→ SHORT TASK: Show every line below that contains the word "shirtless", copying each one in full.

A run of lines:
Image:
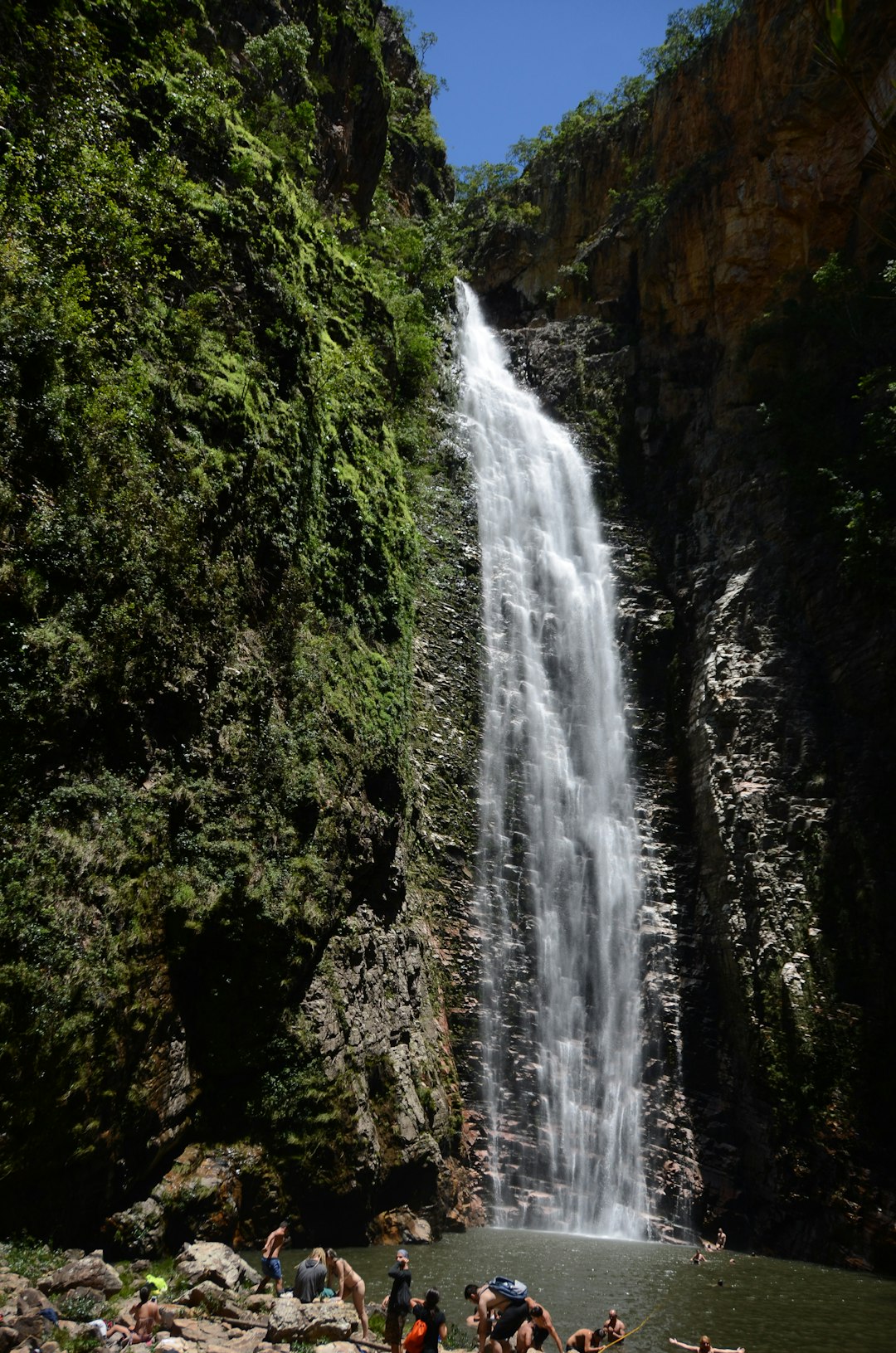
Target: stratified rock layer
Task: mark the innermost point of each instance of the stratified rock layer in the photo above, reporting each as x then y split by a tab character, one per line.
760	674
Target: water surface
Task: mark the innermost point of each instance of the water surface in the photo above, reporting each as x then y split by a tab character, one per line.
767	1306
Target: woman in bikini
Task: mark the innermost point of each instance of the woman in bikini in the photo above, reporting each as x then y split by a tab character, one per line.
345	1282
704	1346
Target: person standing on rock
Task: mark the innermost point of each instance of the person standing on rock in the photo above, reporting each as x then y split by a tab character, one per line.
612	1331
147	1320
345	1283
433	1320
397	1305
310	1276
271	1258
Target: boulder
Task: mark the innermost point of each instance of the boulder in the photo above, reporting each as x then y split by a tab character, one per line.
217	1263
257	1302
92	1271
171	1314
29	1299
29	1326
218	1301
400	1226
85	1295
293	1322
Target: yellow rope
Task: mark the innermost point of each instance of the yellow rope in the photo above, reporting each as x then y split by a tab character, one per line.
619	1340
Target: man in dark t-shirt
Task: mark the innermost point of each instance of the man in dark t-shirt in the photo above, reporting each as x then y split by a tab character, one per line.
310	1278
398	1301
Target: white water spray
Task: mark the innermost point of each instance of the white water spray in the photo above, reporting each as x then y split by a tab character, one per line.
559	883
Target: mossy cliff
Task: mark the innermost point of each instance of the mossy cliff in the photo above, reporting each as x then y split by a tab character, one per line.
222	285
697	278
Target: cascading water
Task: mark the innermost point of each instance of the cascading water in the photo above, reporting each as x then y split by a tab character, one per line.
559	883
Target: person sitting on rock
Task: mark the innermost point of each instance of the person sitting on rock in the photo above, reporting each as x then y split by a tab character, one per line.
345	1283
310	1276
147	1320
613	1331
535	1331
433	1318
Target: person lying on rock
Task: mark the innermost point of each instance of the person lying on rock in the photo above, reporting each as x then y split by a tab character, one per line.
147	1320
345	1283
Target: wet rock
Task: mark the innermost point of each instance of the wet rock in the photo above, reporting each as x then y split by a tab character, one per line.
401	1226
92	1271
216	1299
207	1260
291	1321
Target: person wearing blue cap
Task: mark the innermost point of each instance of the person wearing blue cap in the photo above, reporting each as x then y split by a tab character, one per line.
397	1305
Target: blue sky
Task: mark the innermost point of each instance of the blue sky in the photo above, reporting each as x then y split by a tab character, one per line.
516	66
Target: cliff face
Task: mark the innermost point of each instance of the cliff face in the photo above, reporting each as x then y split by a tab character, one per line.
701	267
224	285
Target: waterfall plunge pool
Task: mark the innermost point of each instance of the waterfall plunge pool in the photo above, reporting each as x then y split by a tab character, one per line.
765	1305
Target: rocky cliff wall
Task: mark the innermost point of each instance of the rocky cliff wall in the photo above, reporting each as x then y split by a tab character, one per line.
224	285
639	265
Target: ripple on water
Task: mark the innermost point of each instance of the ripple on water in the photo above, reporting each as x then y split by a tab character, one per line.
767	1306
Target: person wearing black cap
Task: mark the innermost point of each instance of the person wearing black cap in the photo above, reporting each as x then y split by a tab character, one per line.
398	1302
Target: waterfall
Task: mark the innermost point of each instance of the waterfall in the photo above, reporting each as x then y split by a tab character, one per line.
559	881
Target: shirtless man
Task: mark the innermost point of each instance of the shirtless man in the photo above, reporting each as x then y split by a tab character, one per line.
612	1329
147	1320
508	1316
535	1331
345	1283
583	1341
271	1258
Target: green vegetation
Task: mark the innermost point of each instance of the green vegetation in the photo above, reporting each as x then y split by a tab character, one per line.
835	437
217	338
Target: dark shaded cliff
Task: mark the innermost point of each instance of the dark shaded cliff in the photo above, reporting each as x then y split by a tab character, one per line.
222	285
699	283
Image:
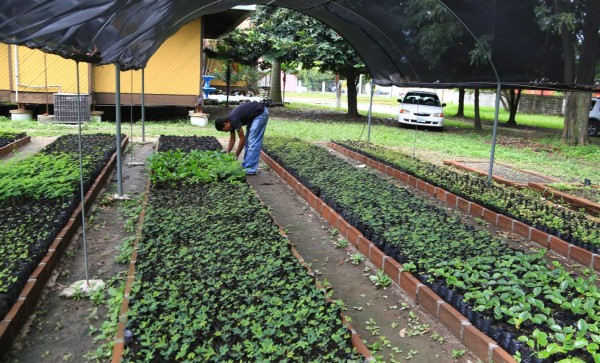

→ COMPLETED EXERCISE:
Target: shirtless man
Task: mark the innermost point of each instance of the shirtless man in the photo above, reporting each as x then y split by a tab character, one per line.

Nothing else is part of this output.